Das suas perguntas, posso apreciar três conseqüências:

  1. Você pode perguntar coisas que não são da alçada da física quântica mesmo;
  2. Você pode perguntar coisas que a física quântica já respondeu (e eventualmente as respostas aparecerão por aqui qualquer dia desses);
  3. Você pode perguntar coisas que a física quântica pode responder, mas não está nos livros simplesmente porque ninguém tinha pensado em perguntar.

O primeiro caso é o que se costuma chamar de delírio, o segundo caso é o estudo, e o terceiro é a pesquisa. O mais difícil dessa classificação é distingüir entre delírio e pesquisa, e essa fronteira incerta é uma ameaça constante a reduzir a delírio muitos anos do que parecia pesquisa. Mas como saber? Quando nos confrontamos com um problema como esse, a melhor solução é "deixar pra lá". Neste caso, "deixamos pra lá" perguntando livremente, se as perguntas fazem sentido ou não, só o tempo dirá.

2. DIVISÃO DE TAREFAS

Para a discussão que iniciaremos na próxima seção, alguns conceitos preliminares sobre a física quântica serão necessários. A preocupação aqui é com o leitor que até hoje não teve nem uma "conversa de botequim" sobre o assunto, ou seja, as idéias introduzidas nessa seção são as mais elementares (e menos técnicas) possíveis.

Vamos começar com algumas definições [1]:

A física quântica é um fundamento matemático, ou um conjunto de regras, para a construção das teorias físicas.

Para os amantes da computação, fica mais fácil entender essa sentença da seguinte forma:

A física quântica é como um sistema operacional, ela dita certos parâmetros básicos e modos de operação que são respeitados por todos aplicativos, mas deixa liberdade suficiente para que os mesmos realizem tarefas específicas das mais diversas formas.

Mas para quê definir novas regras? Se já havia teorias físicas antes do advento da física quântica, certamente já havia regras também. Por que, então, elas tiveram que ser abandonadas?

Se é isso que você está pensando, vamos devagar aí! De fato já existiam "regras" para fundamentar as teorias anteriores ao advento da física quântica, elas constituem o que hoje se chama física clássica. Todavia, a física clássica não foi abandonada com o surgimento da quântica; simplesmente se compreendeu que, sob certas condições, ela levava a alguns absurdos (resultados não verificados experimentalmente), e portanto sua área de aplicação não era tão vasta quanto se costumava pensar.

^^^^^^^^^^^^^^^^

Enunciado da tarefa A:
Reescreva de forma mais concisa o parágrafo do trecho sobre física quântica que começa com "Se é isso que você está pensando", mantendo seus fatos principais.
Enunciado da tarefa B:
Prossiga com o trecho sobre física quântica a partir do ponto em que ele termina.

Extrato de dados:
^^^^^^^^^^^^^^^^

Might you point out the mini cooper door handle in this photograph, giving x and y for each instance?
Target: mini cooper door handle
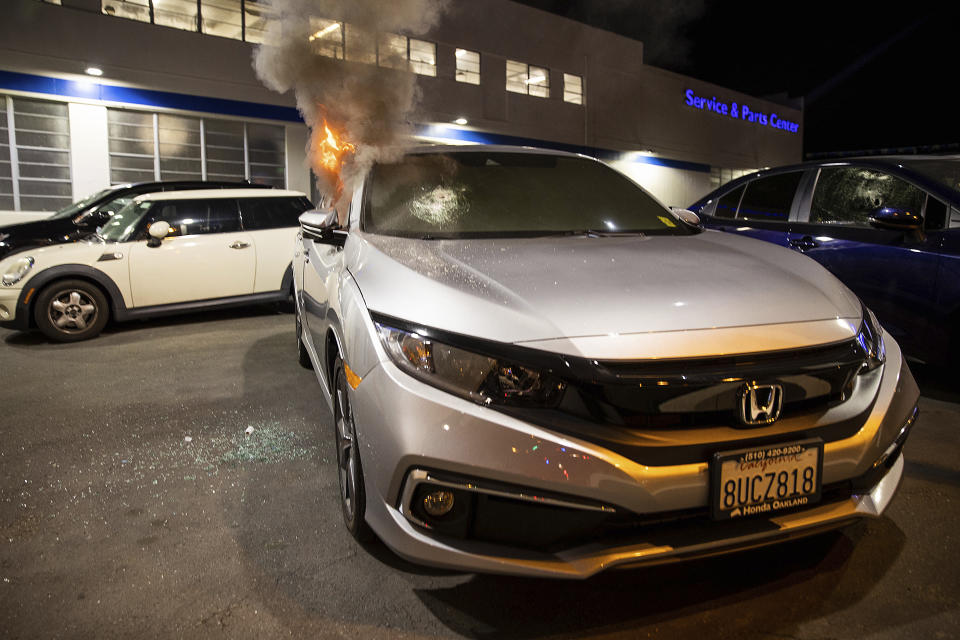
(804, 243)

^^^^^^^^^^^^^^^^

Resultado da tarefa A:
Antes da física quântica já havia regras para fundamentar as teorias físicas, e elas formam o que hoje se chama física clássica. A física clássica não foi abandonada com o surgimento da quântica. Apenas se percebeu que, sob certas condições, ela levava a absurdos, isto é, a resultados não verificados experimentalmente. Por isso, sua área de aplicação era menos vasta do que se costumava pensar.

Resultado da tarefa B:
Quando é que a física clássica não funciona? Basicamente quando tentamos usá-la para descrever coisas muito pequenas como moléculas, átomos e partículas elementares (elétrons, prótons, etc). Para esses casos foi criada a física quântica, que no fundo é como uma receita de bolo, dizendo quais ingredientes devemos usar para fazer os resultados das contas reproduzirem os resultados dos experimentos. E funciona muito bem! O problema é que, tendo sido criada com a motivação de fazer as coisas "baterem", as regras isoladamente não são muito bem entendidas, levando a muitas polêmicas e controvérsias interpretativas. Contudo, usar as regras para resolver problemas é algo muito bem estabelecido.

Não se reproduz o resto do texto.